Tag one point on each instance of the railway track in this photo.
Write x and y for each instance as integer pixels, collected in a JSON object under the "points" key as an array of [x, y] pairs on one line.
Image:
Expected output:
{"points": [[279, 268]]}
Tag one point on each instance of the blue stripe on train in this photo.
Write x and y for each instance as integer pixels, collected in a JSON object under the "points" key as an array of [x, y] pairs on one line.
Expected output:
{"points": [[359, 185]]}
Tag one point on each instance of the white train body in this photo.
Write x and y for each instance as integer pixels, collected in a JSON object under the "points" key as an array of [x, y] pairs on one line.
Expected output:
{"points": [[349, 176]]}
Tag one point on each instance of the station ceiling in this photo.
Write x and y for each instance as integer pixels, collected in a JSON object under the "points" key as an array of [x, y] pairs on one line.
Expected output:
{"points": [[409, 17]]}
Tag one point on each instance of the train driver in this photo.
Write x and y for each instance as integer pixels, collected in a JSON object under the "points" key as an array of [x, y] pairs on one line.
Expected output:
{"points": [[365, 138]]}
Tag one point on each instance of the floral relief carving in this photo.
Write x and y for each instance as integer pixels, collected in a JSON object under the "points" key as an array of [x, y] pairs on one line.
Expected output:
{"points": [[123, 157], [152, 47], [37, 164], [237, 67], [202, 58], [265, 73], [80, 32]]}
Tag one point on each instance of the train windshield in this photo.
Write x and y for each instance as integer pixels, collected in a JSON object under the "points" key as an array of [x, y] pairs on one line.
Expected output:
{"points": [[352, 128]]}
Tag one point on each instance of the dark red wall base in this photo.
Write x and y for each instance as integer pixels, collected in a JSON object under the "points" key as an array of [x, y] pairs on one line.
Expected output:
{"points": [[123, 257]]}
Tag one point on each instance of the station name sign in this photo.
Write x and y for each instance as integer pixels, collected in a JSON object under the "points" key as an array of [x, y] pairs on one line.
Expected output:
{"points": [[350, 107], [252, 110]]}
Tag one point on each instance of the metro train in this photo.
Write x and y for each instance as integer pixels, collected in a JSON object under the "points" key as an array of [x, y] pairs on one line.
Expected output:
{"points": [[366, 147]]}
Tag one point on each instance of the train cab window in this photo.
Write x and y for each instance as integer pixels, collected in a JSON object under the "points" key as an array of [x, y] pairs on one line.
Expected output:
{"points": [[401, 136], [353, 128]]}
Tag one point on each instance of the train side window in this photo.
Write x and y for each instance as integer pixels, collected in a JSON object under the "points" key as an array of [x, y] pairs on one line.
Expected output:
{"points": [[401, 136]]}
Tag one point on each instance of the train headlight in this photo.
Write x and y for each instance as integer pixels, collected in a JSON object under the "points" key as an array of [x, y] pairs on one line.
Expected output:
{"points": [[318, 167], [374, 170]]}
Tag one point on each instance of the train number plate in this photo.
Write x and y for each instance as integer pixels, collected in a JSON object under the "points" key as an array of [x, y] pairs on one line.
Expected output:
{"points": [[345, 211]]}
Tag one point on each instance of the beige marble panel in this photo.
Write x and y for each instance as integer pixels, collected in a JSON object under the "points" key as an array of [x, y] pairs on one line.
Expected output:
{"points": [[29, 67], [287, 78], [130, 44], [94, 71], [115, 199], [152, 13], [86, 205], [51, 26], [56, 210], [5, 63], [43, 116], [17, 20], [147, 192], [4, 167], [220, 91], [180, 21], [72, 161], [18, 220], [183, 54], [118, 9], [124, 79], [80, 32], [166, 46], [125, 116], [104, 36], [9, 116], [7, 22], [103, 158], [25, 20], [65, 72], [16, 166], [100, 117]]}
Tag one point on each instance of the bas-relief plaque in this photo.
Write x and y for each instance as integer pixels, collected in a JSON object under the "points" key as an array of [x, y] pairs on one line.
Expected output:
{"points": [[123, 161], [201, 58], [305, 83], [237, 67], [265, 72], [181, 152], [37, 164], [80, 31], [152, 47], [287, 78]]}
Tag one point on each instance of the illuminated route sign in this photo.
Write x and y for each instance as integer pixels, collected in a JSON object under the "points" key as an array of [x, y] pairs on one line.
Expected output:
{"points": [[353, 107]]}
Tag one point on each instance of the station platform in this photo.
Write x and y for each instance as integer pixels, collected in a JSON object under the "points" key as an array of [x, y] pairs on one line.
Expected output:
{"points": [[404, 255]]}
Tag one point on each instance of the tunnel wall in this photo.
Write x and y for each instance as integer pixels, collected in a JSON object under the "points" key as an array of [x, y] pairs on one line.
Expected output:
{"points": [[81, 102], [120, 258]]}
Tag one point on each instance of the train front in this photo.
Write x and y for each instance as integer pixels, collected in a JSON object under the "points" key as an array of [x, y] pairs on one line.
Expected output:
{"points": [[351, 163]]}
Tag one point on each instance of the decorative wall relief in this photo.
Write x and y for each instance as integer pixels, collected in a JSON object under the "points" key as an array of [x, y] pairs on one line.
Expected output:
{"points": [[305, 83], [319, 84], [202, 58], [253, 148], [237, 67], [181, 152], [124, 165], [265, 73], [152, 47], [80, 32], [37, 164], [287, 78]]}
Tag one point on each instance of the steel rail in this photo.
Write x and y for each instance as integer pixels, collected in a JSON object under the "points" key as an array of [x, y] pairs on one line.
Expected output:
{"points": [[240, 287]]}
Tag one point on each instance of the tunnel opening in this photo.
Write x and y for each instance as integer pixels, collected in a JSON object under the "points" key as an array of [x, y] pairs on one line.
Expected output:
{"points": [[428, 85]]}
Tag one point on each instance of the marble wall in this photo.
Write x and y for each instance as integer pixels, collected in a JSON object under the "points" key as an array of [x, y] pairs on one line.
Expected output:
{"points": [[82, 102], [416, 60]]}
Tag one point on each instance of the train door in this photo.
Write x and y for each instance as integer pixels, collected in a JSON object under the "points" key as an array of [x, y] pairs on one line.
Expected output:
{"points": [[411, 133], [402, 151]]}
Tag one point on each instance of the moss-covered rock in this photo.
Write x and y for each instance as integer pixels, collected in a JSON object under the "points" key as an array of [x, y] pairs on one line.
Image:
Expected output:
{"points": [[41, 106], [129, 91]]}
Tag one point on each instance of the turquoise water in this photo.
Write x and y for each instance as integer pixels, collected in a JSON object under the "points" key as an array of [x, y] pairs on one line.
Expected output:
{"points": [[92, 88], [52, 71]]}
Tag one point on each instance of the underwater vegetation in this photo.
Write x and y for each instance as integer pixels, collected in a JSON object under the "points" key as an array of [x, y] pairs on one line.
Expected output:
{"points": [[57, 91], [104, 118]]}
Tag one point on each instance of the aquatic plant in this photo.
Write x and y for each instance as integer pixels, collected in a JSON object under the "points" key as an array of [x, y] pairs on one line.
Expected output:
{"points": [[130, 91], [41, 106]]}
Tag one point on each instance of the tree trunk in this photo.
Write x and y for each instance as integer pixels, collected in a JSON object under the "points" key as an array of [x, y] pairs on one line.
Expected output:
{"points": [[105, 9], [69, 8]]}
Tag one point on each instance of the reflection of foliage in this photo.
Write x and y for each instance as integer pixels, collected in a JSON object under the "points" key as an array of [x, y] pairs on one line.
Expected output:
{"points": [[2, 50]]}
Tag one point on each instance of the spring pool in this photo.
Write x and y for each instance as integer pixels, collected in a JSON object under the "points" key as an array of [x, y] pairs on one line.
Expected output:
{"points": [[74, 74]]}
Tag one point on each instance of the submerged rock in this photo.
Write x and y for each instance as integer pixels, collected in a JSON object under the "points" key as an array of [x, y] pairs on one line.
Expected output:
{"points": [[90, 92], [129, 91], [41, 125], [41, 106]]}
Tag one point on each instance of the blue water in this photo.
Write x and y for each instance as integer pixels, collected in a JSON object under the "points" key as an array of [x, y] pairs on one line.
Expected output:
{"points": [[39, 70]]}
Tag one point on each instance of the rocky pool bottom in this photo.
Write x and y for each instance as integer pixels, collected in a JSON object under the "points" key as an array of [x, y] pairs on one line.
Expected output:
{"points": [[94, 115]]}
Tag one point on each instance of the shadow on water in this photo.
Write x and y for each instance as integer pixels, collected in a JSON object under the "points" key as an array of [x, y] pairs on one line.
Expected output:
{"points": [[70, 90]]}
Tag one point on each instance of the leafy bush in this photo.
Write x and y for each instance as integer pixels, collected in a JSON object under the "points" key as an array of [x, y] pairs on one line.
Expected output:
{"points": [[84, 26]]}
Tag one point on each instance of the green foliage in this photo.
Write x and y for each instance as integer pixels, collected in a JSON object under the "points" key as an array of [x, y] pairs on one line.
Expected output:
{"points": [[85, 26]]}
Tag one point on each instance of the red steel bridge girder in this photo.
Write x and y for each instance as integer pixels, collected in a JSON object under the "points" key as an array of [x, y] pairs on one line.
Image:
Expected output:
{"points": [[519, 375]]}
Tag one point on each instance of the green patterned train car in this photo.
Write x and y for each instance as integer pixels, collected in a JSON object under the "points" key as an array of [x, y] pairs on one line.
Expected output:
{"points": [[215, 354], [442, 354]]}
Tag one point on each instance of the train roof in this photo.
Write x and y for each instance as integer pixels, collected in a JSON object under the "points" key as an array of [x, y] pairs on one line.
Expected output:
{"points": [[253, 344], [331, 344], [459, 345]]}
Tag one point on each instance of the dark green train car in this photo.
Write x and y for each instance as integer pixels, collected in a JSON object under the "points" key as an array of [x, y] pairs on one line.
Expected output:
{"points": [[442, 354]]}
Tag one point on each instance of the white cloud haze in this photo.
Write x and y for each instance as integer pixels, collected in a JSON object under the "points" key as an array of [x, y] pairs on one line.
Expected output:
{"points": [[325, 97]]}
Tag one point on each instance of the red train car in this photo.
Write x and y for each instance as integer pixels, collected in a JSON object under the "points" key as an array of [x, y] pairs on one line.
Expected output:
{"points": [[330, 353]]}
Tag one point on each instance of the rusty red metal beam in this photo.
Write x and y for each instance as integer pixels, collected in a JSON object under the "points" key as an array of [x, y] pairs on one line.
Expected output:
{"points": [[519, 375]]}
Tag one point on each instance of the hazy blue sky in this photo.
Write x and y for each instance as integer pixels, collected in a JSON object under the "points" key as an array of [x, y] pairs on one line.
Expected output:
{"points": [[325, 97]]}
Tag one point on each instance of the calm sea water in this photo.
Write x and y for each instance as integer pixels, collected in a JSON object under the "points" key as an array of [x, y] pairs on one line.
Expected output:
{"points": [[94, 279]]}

________________

* **Problem**:
Reproduce only the lines between the line containing "Tag one point on each instance of the red train" and the last line of the records, those two lines included, exactly.

* **Output of the exercise**:
Tag one point on each instance of the red train car in this photo.
Write x and y for each instance as integer pixels, collected in a JSON object under the "points" key as an array of [x, y] pairs on one line.
Expected output:
{"points": [[330, 353]]}
Tag one point on each instance of the rusty red metal beam in this photo.
Write x and y for each instance as integer pixels, collected in a JSON object under the "points" key as an array of [x, y] pairs on one line.
Expected output:
{"points": [[519, 375]]}
Tag one point on each instance of the hazy blue sky in this photo.
Write x and y for each instance as integer pixels, collected in a JSON object under the "points" key as an array of [x, y] pairs on one line.
Expected output:
{"points": [[325, 97]]}
Tag one point on each instance of the calm sea water in this photo.
Write x and y for each instance as integer pixels, collected in a JSON object under the "points" key as an array of [x, y] pairs on one line.
Expected output:
{"points": [[94, 279]]}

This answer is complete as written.